Source text
Andrey Tarasevich wrote:

Victor Bazarov wrote:

...
or even functions:

extern int i;

int foo() {
return i++;
}

int bar() {
i = foo(); // extremely obscured -- same object, and you don't
// even see the increment
And I missed a return statement here...
}
...

Although it is worth mentioning that this case is very different from
the previous ones and the behavior is perfectly defined and specified,
since the modifications of 'i' are separated from each other by at least
one sequence point.

You're absolutely right, I must have been thinking of this:

------------------------ a.cc
extern int i;
void foo(int &j) {
j = i++;
}
------------------------ b.cc
void foo(int&);
extern int i;
void bar() {
foo(i);
}

which is essentially the same as the first one, only the reference and
the object are separated from each other by a module border, while still
referring to the same object.

V

"Patrick Kowalzick" <ko*******@gmx.net> wrote in message
news:vq****************@nntpserver.swip.net...

Dataset records on where objects are located
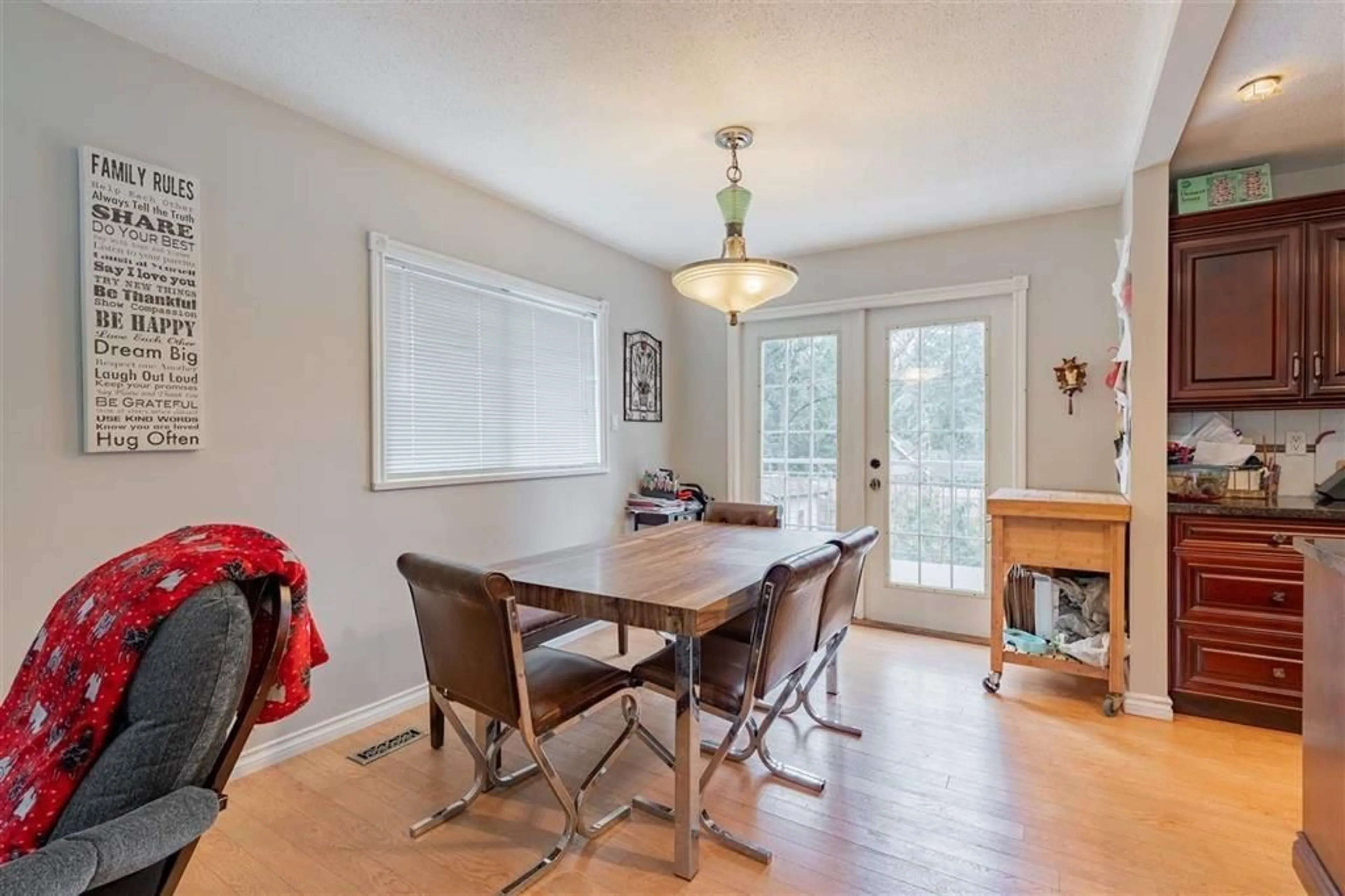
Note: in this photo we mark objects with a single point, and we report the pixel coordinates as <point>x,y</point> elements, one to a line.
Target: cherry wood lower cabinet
<point>1236,611</point>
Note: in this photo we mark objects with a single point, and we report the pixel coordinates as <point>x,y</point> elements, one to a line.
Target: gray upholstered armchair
<point>158,786</point>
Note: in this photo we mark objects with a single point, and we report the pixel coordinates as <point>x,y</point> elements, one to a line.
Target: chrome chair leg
<point>548,862</point>
<point>631,711</point>
<point>708,824</point>
<point>828,664</point>
<point>486,777</point>
<point>497,738</point>
<point>762,705</point>
<point>481,779</point>
<point>740,755</point>
<point>778,769</point>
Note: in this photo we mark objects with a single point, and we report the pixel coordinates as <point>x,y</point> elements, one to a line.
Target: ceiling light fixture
<point>735,283</point>
<point>1260,89</point>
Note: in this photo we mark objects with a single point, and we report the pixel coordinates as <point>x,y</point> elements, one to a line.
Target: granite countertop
<point>1329,552</point>
<point>1284,508</point>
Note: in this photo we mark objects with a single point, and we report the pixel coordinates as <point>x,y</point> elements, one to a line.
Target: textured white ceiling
<point>874,122</point>
<point>1305,126</point>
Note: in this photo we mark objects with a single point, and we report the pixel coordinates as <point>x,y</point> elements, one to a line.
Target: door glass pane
<point>937,456</point>
<point>799,427</point>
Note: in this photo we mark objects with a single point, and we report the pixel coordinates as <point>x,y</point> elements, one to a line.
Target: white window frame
<point>381,249</point>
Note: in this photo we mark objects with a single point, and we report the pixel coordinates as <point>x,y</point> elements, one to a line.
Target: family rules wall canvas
<point>140,302</point>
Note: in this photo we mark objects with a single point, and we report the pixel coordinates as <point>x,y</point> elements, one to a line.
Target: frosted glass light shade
<point>735,286</point>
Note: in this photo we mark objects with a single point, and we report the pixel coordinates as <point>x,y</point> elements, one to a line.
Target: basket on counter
<point>1208,483</point>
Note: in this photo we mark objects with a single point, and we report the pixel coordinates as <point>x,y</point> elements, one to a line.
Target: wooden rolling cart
<point>1083,531</point>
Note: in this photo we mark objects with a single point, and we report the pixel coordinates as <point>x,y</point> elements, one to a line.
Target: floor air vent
<point>388,746</point>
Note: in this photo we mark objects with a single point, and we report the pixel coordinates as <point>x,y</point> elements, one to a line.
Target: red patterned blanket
<point>61,707</point>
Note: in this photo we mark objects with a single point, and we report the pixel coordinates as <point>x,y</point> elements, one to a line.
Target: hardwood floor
<point>950,790</point>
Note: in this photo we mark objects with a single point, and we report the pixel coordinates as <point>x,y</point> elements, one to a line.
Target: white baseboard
<point>303,740</point>
<point>1149,705</point>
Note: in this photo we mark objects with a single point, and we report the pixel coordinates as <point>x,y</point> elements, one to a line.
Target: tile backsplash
<point>1301,474</point>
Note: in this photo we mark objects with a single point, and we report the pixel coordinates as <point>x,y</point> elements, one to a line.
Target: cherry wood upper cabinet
<point>1327,307</point>
<point>1236,317</point>
<point>1258,306</point>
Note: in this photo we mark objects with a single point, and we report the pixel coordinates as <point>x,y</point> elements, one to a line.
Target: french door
<point>899,418</point>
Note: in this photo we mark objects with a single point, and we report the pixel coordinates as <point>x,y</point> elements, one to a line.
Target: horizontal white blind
<point>479,380</point>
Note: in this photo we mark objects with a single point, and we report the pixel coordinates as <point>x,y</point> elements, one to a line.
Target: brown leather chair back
<point>844,587</point>
<point>740,515</point>
<point>463,615</point>
<point>795,586</point>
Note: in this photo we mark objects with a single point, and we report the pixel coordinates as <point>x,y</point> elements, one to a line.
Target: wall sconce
<point>1071,376</point>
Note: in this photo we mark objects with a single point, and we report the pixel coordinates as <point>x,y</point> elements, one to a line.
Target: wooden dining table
<point>682,579</point>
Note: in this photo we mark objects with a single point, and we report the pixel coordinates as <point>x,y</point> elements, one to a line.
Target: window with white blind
<point>479,376</point>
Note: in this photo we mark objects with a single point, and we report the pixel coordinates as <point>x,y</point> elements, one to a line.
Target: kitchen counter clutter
<point>1281,508</point>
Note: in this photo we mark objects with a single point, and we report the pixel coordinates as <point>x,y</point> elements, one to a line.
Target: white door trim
<point>1015,287</point>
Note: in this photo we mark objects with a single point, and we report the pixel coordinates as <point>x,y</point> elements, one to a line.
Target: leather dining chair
<point>742,515</point>
<point>474,656</point>
<point>839,605</point>
<point>537,627</point>
<point>735,676</point>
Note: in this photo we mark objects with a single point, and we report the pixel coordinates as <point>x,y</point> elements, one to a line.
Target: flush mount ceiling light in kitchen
<point>735,283</point>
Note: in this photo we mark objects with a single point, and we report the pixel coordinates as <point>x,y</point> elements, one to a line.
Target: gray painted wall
<point>287,208</point>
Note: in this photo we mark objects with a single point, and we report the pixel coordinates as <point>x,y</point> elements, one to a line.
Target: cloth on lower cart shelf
<point>1075,618</point>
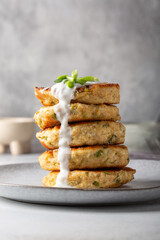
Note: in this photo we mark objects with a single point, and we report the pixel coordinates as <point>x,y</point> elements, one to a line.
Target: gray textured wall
<point>117,41</point>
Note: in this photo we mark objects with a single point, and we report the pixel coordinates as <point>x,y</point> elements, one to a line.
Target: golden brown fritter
<point>91,94</point>
<point>93,179</point>
<point>85,133</point>
<point>46,116</point>
<point>106,156</point>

Directives
**A)** Change "sequence point" to "synchronization point" in the newsgroup post from "Although it is" up to and including "one sequence point.", and give that passage again.
**B)** Transcribe the records word for word from their start up to and including the line with "<point>158,786</point>". Omit the pictures.
The newsgroup post and the records are unrelated material.

Answers to the problems
**A)**
Although it is worth mentioning that this case is very different from
the previous ones and the behavior is perfectly defined and specified,
since the modifications of 'i' are separated from each other by at least
one synchronization point.

**B)**
Note: in this photo we mark objects with a single point, and we report the pixel coordinates as <point>x,y</point> elements, one to a line.
Target: cherry wood lower cabinet
<point>1236,611</point>
Note: in this photo we mark objects with a single point, and we report the pixel coordinates as <point>x,y</point> elements, one to a line.
Target: gray upholstered armchair
<point>158,786</point>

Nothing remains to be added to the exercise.